[Location identification entries]
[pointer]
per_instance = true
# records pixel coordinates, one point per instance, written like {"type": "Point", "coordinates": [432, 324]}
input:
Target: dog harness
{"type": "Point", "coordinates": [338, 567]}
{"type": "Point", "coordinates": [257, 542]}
...
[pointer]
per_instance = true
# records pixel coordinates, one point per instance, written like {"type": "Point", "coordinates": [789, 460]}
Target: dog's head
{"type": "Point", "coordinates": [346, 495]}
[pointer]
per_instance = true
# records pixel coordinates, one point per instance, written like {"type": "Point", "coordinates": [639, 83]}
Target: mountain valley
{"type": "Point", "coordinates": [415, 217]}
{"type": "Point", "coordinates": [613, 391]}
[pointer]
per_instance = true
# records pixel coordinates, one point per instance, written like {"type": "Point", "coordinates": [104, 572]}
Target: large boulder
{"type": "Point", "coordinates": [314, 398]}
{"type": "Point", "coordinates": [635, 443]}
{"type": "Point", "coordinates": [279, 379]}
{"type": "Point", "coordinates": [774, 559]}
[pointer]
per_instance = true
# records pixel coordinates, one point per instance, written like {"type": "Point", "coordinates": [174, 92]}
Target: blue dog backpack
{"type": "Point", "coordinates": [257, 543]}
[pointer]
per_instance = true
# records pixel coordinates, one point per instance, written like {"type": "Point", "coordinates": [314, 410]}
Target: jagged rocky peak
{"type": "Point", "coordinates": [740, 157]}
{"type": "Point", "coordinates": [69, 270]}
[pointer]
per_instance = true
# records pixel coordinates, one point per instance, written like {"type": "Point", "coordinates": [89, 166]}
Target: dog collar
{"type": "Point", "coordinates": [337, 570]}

# THE PROBLEM
Copy every line of the rows above that contains the string "Target".

# SOLUTION FOR THIS EXERCISE
Target: dog harness
Target: dog's head
Target: mountain valley
Target: large boulder
Target: blue dog backpack
Target: jagged rocky peak
Target: dog collar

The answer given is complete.